►

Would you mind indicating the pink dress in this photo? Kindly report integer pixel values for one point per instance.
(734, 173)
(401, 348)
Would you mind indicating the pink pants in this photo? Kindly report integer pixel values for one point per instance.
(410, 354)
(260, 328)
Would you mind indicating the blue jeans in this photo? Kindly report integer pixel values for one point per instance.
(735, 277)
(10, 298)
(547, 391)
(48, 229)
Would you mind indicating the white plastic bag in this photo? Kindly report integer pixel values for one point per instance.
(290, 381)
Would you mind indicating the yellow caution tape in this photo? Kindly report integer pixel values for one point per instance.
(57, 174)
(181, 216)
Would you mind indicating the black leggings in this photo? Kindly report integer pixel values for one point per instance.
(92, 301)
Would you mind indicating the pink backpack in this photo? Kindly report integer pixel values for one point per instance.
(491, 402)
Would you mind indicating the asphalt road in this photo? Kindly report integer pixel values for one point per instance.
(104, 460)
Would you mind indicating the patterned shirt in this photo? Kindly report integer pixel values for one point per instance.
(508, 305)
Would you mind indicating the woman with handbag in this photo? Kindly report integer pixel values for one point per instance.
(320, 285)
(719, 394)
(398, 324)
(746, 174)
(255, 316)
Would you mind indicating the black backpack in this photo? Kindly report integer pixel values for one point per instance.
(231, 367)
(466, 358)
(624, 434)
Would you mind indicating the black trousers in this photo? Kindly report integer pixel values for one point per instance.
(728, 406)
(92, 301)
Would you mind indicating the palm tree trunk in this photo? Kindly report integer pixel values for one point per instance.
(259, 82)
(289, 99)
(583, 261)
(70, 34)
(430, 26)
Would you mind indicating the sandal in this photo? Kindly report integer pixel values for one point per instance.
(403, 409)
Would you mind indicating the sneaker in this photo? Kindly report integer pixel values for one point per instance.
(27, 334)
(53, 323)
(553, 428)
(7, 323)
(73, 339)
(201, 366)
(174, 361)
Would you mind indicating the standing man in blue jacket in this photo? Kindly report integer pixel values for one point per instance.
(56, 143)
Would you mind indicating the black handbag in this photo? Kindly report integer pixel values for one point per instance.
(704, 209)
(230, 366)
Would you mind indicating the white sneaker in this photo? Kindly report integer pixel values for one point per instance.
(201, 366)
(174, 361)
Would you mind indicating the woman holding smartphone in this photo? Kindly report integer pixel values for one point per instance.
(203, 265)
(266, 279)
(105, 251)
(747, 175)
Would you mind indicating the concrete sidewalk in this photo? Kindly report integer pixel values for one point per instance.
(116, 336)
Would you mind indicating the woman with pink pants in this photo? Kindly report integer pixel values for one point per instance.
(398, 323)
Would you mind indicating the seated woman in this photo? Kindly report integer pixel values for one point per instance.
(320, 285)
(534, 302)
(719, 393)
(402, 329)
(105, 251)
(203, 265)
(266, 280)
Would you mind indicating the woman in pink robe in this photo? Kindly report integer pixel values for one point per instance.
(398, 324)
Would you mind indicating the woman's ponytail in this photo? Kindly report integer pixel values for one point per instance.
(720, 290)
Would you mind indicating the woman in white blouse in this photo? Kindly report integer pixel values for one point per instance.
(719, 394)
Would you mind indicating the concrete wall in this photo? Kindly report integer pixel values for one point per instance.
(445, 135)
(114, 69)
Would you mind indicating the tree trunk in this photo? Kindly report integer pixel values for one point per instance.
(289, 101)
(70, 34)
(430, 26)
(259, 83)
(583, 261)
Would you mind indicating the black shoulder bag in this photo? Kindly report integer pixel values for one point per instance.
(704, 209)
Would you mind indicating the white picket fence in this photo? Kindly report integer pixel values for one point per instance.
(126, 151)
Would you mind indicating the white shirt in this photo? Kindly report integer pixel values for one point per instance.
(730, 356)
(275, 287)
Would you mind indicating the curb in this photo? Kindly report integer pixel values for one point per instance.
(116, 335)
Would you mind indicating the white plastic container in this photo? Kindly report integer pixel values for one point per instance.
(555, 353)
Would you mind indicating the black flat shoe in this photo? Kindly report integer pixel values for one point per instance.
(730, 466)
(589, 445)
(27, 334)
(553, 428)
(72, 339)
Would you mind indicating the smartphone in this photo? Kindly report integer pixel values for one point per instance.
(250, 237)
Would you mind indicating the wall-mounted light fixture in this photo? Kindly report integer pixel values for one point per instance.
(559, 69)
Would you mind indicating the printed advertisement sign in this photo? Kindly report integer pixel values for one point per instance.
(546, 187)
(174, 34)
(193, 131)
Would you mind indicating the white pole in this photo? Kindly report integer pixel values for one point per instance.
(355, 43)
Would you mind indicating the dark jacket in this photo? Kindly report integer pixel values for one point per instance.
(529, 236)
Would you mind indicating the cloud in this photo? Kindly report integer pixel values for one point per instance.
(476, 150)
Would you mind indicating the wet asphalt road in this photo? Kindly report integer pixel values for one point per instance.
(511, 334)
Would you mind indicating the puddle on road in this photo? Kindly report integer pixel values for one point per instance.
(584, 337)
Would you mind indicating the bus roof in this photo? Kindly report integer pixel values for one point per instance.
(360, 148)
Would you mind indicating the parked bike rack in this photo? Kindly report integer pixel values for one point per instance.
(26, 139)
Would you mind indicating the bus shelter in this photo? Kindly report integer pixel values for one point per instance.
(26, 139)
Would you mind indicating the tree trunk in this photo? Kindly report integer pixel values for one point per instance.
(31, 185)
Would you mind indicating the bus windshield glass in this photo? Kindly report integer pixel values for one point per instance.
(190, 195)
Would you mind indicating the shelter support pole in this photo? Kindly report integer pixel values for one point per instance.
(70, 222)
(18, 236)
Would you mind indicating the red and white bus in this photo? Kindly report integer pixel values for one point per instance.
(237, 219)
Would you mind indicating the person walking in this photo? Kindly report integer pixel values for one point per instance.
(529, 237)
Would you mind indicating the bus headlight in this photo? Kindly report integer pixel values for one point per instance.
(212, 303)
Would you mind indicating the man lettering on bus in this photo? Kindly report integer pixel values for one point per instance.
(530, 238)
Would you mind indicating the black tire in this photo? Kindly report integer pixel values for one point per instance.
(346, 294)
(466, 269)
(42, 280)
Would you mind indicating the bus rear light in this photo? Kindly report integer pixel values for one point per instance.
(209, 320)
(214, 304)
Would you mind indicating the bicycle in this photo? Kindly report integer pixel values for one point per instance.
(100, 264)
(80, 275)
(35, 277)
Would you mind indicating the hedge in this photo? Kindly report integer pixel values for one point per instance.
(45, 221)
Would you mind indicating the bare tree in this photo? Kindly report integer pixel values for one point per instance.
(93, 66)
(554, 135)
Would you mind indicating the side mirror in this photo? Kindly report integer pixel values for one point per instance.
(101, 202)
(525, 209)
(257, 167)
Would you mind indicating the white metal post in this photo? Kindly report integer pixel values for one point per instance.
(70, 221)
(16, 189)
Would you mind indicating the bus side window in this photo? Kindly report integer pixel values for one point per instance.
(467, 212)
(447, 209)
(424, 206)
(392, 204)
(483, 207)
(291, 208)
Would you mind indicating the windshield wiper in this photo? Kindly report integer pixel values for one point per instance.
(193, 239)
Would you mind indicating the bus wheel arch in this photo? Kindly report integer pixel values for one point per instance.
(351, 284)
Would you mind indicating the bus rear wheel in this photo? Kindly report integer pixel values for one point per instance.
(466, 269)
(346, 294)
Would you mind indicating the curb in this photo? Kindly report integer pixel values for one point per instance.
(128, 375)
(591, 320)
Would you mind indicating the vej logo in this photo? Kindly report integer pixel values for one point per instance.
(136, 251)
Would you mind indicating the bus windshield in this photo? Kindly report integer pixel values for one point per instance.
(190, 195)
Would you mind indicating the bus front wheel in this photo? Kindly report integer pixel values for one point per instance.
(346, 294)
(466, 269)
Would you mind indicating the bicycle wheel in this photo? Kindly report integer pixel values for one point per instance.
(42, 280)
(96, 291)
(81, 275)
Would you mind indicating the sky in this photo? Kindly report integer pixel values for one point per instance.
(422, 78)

◄

- [Objective]: Reproduce the records above exactly, starting with the line that contains "Would you mind indicating the bicycle in" and ending with the last line.

- [Solved problem]:
Would you mind indicating the bicycle in this photo? Kindly report integer pixel values for one point per instance.
(100, 264)
(80, 275)
(35, 277)
Would you mind indicating the hedge in this photo? Kindly report integer pixel values for one point per instance.
(45, 221)
Would you mind indicating the bare tree in this photo? Kindly report integer pixel values for one point per instance.
(93, 66)
(554, 135)
Would you mind indicating the side mirror in this photo? Kindly report integer pixel values for one point per instance.
(101, 202)
(525, 209)
(257, 167)
Would you mind indicating the white metal post in this photo? Kindly report integer pixel values for one point per instance.
(70, 221)
(16, 189)
Would you mind indicating the bus side window in this photo? Kindly report integer pixel values for one point per instance.
(467, 212)
(447, 209)
(424, 206)
(392, 204)
(483, 207)
(291, 208)
Would you mind indicating the windshield wiper in this photo? Kindly report integer pixel values for one point per instance.
(193, 239)
Would you mind indicating the bus wheel arch in this photo? Kindly report integer pixel values for one point per instance.
(351, 284)
Would you mind indicating the bus rear wheel in this photo? Kindly report integer pixel values for one point per instance.
(466, 269)
(346, 294)
Would you mind indicating the curb in this photo? Kindly report integer pixel values for one point per instance.
(128, 375)
(591, 320)
Would you mind indicating the vej logo in this photo? Kindly report integer pixel values for one point per instance.
(136, 251)
Would you mind indicating the bus windshield in this photo? Kindly report integer pixel values for one point per instance.
(190, 195)
Would you mind indicating the bus front wheel in this photo? Kindly report integer pixel values for one point per instance.
(346, 294)
(466, 269)
Would you mind indicating the bicycle wheel in this photo? Kindly report integer pixel values for one point per instance.
(42, 280)
(96, 291)
(81, 275)
Would you mind indicating the sky in this photo? Kindly report integer pixel values for one point per instance.
(422, 78)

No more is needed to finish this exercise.